* [Brief]:
Reproduce the entries from the line with "For the benchmark, indicate the mountain" up to and including the line with "point(86, 19)", adding 25 to both coordinates of every answer point given after each "Target:" line. Leave the labeling requests and their sample markers unchanged.

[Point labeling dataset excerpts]

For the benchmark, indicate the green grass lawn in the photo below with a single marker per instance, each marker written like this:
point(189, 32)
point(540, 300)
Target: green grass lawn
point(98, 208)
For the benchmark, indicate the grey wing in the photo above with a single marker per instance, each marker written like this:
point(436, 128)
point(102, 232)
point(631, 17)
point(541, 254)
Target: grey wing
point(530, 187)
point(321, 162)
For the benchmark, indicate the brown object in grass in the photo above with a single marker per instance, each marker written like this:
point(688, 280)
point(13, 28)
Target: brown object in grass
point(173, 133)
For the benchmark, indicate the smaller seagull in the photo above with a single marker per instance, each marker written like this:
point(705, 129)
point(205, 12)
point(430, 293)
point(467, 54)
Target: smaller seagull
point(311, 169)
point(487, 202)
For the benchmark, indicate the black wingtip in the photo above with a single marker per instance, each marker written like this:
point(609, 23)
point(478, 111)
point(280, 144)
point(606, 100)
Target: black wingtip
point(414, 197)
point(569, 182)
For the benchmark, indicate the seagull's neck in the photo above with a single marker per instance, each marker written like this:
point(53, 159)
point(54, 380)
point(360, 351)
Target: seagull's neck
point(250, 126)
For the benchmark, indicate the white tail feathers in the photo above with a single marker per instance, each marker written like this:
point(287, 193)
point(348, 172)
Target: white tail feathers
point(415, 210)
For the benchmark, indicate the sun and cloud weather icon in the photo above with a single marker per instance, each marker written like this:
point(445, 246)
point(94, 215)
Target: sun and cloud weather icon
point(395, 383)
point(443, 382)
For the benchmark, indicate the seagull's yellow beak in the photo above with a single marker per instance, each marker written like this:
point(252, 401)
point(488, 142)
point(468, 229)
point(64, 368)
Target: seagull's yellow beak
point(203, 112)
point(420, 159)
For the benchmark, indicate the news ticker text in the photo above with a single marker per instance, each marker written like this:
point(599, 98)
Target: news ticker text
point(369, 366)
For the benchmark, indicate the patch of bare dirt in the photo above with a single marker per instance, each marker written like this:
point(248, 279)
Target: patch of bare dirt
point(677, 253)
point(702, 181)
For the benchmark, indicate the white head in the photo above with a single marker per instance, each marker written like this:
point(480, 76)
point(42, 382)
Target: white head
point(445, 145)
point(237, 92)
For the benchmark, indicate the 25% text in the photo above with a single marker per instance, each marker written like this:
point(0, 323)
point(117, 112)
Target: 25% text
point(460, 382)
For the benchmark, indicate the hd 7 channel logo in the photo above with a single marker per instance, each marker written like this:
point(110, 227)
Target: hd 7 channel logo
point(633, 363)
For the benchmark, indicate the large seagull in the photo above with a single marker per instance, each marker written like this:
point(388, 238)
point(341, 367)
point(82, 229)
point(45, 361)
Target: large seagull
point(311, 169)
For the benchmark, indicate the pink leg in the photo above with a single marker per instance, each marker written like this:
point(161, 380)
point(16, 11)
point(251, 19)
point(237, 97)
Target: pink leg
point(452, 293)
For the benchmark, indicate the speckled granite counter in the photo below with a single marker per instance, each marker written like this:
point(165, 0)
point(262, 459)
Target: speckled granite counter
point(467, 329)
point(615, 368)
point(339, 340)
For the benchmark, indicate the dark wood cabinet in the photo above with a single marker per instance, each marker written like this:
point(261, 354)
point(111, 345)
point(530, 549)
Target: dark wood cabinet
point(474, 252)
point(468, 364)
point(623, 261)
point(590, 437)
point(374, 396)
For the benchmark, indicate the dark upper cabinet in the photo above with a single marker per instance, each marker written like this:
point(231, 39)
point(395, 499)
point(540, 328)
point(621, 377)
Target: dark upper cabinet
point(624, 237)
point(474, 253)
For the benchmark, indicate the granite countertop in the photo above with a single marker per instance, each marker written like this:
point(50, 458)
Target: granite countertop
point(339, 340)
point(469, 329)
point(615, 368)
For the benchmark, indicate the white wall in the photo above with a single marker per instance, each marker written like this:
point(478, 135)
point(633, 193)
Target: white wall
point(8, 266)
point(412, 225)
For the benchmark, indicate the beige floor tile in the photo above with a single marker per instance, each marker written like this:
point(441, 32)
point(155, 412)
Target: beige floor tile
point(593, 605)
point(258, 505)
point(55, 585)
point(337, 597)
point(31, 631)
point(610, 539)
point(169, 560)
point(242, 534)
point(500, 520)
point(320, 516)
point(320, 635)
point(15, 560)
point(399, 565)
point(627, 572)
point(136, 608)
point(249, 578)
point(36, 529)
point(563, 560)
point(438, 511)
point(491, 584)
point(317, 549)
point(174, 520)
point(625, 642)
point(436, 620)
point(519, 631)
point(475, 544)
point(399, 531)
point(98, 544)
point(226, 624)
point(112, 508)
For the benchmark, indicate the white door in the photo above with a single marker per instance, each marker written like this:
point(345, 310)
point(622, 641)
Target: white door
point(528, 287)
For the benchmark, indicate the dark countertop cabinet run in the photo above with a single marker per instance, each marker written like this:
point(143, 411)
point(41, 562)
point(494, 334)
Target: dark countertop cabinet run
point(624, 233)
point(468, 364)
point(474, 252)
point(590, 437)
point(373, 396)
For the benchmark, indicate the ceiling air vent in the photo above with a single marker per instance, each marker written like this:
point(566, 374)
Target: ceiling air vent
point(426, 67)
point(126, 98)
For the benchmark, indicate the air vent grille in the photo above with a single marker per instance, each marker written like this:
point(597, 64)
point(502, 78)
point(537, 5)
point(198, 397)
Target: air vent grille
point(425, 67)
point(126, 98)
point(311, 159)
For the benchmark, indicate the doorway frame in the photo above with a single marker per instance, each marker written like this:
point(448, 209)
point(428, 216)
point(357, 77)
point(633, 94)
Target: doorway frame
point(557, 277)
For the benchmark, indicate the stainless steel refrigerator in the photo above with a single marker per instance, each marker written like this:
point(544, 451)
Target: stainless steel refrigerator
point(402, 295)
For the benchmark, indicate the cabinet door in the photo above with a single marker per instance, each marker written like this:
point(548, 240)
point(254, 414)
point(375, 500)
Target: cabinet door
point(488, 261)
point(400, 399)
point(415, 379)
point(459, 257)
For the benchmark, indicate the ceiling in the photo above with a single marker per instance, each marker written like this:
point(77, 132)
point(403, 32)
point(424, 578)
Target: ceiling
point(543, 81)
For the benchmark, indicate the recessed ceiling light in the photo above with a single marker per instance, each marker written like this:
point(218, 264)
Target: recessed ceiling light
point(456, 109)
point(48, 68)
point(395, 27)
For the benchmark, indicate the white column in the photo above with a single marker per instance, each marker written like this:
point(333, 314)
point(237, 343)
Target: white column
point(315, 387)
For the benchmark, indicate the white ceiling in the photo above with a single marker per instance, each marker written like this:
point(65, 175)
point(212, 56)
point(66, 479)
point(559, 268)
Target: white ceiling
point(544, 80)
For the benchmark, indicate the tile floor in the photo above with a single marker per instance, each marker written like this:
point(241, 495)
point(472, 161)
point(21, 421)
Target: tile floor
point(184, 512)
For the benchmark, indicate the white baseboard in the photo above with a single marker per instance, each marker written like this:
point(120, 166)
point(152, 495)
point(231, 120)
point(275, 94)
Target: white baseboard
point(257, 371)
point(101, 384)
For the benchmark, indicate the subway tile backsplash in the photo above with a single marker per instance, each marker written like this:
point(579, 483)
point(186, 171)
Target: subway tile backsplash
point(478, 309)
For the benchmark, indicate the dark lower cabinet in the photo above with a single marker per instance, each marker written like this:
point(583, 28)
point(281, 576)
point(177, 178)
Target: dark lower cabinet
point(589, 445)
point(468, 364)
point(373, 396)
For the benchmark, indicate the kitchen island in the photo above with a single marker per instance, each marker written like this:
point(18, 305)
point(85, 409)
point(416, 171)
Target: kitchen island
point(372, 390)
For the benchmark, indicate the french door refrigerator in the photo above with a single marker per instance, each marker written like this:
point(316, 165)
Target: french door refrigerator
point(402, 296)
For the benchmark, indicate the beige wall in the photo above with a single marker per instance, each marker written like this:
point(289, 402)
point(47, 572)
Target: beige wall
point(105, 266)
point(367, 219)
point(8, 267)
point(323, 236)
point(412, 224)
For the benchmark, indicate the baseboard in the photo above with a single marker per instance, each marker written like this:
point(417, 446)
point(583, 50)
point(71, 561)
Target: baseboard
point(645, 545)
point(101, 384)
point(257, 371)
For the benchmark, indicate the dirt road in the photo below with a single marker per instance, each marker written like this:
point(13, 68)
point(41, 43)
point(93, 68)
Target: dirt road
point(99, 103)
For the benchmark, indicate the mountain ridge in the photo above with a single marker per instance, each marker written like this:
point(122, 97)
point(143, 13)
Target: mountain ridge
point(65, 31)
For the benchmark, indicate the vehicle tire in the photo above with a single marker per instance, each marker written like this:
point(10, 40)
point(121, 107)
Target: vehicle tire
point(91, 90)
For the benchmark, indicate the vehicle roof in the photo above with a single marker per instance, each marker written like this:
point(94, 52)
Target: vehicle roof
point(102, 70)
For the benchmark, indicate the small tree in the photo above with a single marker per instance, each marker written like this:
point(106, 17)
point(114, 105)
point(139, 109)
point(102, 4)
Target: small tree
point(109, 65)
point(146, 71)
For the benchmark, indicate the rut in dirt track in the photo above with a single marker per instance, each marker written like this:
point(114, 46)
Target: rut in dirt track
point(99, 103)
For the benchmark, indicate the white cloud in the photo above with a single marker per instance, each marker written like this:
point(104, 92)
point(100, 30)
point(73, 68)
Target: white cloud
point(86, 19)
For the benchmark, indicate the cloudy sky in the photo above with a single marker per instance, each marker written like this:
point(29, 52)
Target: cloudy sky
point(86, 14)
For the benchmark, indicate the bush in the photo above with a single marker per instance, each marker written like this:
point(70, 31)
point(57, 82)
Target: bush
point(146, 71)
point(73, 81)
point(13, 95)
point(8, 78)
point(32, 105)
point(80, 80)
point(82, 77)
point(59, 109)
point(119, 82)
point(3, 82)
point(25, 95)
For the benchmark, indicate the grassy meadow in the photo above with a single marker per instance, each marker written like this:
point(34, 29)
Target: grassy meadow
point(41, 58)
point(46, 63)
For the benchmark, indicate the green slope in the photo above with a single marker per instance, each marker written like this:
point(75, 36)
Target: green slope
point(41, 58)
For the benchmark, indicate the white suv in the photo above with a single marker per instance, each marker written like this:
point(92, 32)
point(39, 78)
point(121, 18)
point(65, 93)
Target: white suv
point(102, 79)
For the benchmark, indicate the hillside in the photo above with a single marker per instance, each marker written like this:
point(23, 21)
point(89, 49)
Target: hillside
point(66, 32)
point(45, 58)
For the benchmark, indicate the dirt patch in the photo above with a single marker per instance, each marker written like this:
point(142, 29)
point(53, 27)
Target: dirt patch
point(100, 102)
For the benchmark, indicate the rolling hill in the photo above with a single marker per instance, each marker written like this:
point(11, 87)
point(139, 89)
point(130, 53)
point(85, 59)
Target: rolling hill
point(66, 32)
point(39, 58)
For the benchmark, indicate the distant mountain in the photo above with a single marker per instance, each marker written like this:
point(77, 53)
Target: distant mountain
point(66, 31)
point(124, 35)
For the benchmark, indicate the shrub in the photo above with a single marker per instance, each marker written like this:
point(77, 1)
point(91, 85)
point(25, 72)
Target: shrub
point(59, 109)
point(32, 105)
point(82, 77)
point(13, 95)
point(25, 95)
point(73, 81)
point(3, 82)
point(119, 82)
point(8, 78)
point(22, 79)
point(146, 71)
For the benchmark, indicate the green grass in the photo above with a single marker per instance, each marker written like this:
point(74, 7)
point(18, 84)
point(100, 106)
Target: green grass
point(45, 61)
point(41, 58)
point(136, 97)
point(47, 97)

* [Answer for the task]:
For the benchmark, indicate the mountain ridge in the photo above with a single marker per instance, each marker written like this:
point(122, 97)
point(143, 13)
Target: mountain ridge
point(90, 56)
For the benchmark, indicate the vehicle tire in the photo above with a single marker per instance, each marker written like this:
point(10, 40)
point(121, 107)
Target: vehicle tire
point(116, 115)
For the benchmark, indicate the vehicle roof in the photo above with a single marker per instance, each marker written like this:
point(94, 52)
Target: vehicle roof
point(127, 95)
For the benchmark, indicate the small tree in the photo above with a single marker per instance, each marker written like this:
point(106, 17)
point(114, 105)
point(139, 109)
point(102, 4)
Target: small tree
point(134, 90)
point(171, 96)
For the benchmark, indicate the rut in dirt track in the photo above with a single marker per instance, each marker written like this:
point(114, 46)
Target: rut in dirt track
point(124, 128)
For the benchmark, indicate the white cloud in the photo above with a single marker per instance, each marker written like this:
point(104, 92)
point(100, 30)
point(73, 68)
Target: white cloud
point(111, 44)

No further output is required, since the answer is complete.